**Excerpt to read:**
** Start **

Sunday, July 27, 2008

Planning for a positive outcome!

While I was out of town this weekend the news broke that the folks fighting to have chickens as pets in Cary, NC were not successful. I plan to use the information gleaned from their fight to help me with ours! It seems their issue didn't get to be heard by Cary council members until very late in the meeting (about 6 hours in!), and by that time their issue fell on deaf ears. One council member even had the gall to say "Is it really Cary?" (As if they're 'above' such things as having chickens as pets!) The council members apparently didn't even want to entertain the idea of changing the current ordinance, and voted 4-3 against even considering a change.

In order for our plan in Wake Forest to come to a more positive end, I have decided to seek the advice of one of our Town Commissioners as to the best approach. Luckily I have been successful in my goal to converse with him on this subject, and in light of this conversation, I have made more plans.

** End **

**Written instruction a:**
Reproduce the stored data entries from their first line through the line containing "x=303, y=246", requests included, and add 81 to every coordinate value in the answers. Leave the pictures out.

Stored data entries
** Start **

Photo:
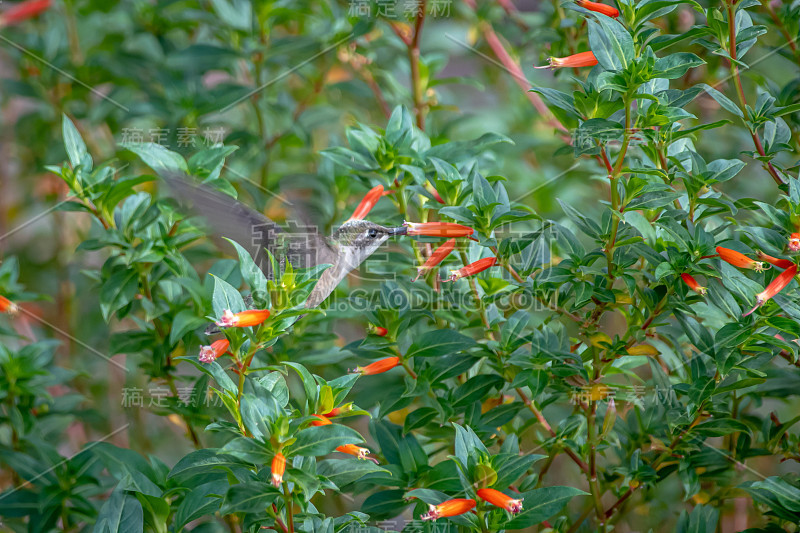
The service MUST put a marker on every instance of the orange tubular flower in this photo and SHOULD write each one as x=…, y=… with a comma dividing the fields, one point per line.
x=794, y=242
x=497, y=498
x=209, y=354
x=583, y=59
x=379, y=331
x=473, y=268
x=438, y=229
x=23, y=11
x=369, y=201
x=7, y=306
x=597, y=7
x=777, y=285
x=244, y=319
x=436, y=257
x=378, y=367
x=692, y=283
x=336, y=411
x=320, y=421
x=774, y=261
x=738, y=259
x=278, y=468
x=453, y=507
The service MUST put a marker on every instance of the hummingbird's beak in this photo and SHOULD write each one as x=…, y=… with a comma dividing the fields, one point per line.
x=400, y=230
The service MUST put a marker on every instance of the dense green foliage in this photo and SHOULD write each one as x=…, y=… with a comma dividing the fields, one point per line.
x=617, y=369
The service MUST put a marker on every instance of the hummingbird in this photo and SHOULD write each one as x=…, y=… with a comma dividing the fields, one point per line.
x=303, y=246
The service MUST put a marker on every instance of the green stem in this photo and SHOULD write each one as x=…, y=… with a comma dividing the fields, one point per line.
x=287, y=495
x=737, y=81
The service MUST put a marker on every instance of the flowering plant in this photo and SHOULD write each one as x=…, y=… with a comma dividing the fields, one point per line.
x=625, y=359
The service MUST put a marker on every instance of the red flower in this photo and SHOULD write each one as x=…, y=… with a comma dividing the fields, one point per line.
x=583, y=59
x=438, y=229
x=22, y=11
x=378, y=367
x=369, y=201
x=473, y=268
x=436, y=257
x=738, y=259
x=209, y=354
x=774, y=261
x=597, y=7
x=379, y=331
x=777, y=285
x=794, y=242
x=278, y=468
x=320, y=421
x=244, y=319
x=692, y=283
x=497, y=498
x=7, y=306
x=453, y=507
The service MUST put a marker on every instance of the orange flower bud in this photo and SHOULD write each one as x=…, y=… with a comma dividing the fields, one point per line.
x=738, y=259
x=497, y=498
x=438, y=229
x=583, y=59
x=379, y=331
x=209, y=354
x=436, y=257
x=23, y=11
x=473, y=268
x=278, y=468
x=453, y=507
x=244, y=319
x=777, y=285
x=320, y=421
x=352, y=449
x=367, y=203
x=597, y=7
x=7, y=306
x=692, y=283
x=794, y=242
x=378, y=367
x=774, y=261
x=336, y=411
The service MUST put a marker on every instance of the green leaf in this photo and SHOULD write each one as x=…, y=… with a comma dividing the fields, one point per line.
x=610, y=42
x=203, y=462
x=76, y=148
x=418, y=418
x=322, y=440
x=202, y=500
x=225, y=297
x=118, y=291
x=676, y=65
x=309, y=383
x=249, y=497
x=121, y=513
x=235, y=13
x=253, y=275
x=722, y=100
x=342, y=472
x=161, y=160
x=440, y=342
x=185, y=321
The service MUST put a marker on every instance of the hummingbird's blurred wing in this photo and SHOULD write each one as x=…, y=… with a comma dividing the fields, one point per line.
x=303, y=247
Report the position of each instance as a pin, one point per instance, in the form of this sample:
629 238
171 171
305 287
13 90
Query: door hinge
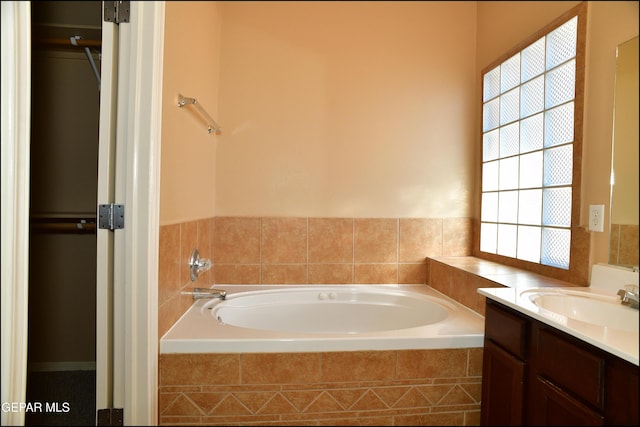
111 216
117 11
110 417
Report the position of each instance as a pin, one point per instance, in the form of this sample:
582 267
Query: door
129 175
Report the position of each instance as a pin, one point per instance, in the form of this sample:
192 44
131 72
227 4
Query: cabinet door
502 387
554 407
622 393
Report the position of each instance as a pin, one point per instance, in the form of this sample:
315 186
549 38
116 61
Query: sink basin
592 308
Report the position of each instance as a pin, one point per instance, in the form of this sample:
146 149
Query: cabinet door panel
622 393
502 387
506 329
554 407
570 366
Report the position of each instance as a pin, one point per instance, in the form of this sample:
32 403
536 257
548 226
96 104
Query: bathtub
310 318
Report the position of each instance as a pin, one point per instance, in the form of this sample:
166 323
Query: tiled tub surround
461 277
624 245
278 250
405 387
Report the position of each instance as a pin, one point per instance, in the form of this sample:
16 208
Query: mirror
623 244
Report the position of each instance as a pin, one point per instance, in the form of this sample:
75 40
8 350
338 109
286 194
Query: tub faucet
629 296
201 293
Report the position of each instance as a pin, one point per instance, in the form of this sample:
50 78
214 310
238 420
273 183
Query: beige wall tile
330 240
188 242
284 274
418 238
237 274
331 273
432 363
186 369
364 365
237 240
168 262
412 273
457 234
269 368
376 240
375 273
284 240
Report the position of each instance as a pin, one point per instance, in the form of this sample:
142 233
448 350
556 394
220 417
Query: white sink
588 307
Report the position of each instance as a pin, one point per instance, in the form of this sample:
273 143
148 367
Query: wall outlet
596 217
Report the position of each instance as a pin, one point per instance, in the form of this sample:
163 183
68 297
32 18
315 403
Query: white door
129 175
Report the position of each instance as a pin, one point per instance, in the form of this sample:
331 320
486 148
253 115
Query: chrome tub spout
201 293
629 296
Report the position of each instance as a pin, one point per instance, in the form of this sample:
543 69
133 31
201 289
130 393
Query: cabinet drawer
506 329
571 366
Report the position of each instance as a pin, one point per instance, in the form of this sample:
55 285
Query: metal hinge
111 216
110 417
117 11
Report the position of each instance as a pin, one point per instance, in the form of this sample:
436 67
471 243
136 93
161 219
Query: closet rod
66 42
212 126
64 225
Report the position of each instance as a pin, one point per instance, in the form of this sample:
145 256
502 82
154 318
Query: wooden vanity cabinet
534 374
503 367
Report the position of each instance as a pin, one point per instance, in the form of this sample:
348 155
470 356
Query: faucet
201 293
629 296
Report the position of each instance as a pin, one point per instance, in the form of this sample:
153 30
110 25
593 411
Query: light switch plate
596 217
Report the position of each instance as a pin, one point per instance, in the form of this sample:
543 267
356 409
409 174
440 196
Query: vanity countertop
622 342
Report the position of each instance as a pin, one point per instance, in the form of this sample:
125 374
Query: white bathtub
309 318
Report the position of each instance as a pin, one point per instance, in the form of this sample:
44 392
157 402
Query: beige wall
340 109
191 66
502 25
347 109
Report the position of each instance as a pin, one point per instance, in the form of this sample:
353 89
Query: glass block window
528 104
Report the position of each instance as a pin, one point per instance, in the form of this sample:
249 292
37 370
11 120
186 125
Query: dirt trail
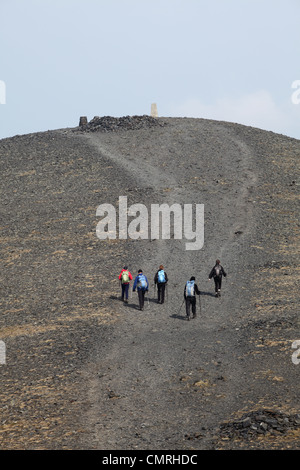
162 381
85 371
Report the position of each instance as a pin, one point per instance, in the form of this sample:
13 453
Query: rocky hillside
84 370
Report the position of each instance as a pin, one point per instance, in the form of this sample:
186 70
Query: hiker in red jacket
125 277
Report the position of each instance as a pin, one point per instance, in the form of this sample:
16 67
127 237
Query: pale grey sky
232 60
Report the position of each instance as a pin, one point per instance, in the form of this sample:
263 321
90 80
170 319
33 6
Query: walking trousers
190 302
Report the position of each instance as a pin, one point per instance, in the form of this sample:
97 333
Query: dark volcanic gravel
113 124
85 371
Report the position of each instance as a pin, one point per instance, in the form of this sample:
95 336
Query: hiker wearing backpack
142 285
161 279
216 273
190 291
125 277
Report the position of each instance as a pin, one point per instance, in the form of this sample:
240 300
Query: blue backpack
142 283
161 276
190 288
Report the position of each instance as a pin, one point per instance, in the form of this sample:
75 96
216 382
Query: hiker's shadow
128 304
209 294
178 317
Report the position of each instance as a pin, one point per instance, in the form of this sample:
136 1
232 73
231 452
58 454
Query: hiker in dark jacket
190 297
216 273
142 285
161 279
125 277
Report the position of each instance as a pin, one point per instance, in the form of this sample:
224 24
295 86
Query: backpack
125 277
161 276
218 270
142 283
190 288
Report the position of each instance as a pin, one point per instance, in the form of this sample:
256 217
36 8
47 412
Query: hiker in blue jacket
142 285
190 291
161 279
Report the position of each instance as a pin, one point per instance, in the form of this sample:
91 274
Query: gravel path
114 377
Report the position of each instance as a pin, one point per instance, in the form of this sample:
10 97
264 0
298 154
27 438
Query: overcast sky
231 60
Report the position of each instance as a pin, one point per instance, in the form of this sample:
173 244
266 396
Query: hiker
161 279
190 291
216 273
125 277
142 285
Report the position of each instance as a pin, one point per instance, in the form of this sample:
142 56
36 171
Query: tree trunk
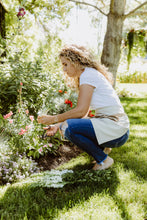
113 37
2 26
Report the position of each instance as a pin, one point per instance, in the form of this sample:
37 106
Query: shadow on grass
26 202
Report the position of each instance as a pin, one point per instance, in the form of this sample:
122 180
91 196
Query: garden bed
63 155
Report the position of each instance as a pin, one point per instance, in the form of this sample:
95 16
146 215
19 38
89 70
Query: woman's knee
63 127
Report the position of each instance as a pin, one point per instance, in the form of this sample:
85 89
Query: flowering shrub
21 13
14 167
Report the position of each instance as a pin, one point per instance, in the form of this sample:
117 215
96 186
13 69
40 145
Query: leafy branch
86 3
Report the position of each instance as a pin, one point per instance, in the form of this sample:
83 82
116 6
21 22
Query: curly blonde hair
79 55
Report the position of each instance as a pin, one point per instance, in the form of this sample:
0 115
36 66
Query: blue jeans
81 133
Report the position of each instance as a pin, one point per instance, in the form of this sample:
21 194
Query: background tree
116 16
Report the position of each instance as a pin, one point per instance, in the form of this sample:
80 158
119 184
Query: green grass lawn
114 194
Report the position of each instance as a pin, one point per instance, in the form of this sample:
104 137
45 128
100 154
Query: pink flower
28 127
21 13
27 111
40 150
31 118
22 131
45 145
8 115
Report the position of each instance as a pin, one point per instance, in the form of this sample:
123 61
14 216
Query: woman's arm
83 104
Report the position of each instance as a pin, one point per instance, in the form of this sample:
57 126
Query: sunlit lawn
118 193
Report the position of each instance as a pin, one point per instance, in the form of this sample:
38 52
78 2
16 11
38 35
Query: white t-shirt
104 94
105 101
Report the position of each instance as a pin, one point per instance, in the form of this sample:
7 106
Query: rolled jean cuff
103 160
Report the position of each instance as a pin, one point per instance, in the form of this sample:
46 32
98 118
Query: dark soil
64 154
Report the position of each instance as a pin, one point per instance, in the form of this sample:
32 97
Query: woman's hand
51 130
46 119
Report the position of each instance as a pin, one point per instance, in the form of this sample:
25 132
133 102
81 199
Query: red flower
67 101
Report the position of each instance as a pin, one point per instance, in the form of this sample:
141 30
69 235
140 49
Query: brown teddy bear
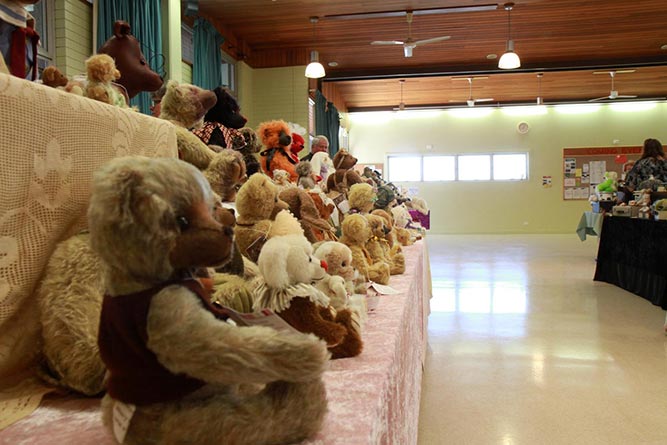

** End **

**Written instruction b:**
Which numbers written as numerals appear in the blog post about keeping chickens as pets?

**Problem solution a:**
Photo:
The service MUST put a marker on every instance of the orange tubular flower in this photo and SHOULD write each one as x=…, y=… with a comma dividing the fields, one point per line.
x=875, y=323
x=578, y=579
x=290, y=435
x=664, y=140
x=460, y=412
x=554, y=349
x=519, y=310
x=104, y=92
x=450, y=282
x=88, y=387
x=678, y=88
x=858, y=366
x=325, y=400
x=517, y=338
x=459, y=448
x=773, y=364
x=417, y=492
x=401, y=502
x=855, y=342
x=819, y=340
x=359, y=549
x=534, y=588
The service MUST put a marker on every instance of the hummingbird's beak in this photo and SHOULD write each one as x=…, y=… with a comma dividing the fields, one point per line.
x=481, y=311
The service MUST put a marker on every instance of the dense green foliage in this photo and SHOULD write each one as x=…, y=… with a comma dividing the fields, one point per line.
x=698, y=450
The service MUST put a marker on every instance of the hummingbird in this photo and SHOULD write each one as x=…, y=… with a comma dividing the fields, one point per line.
x=384, y=327

**Problem solution b:**
27, 2008, 6, 4, 3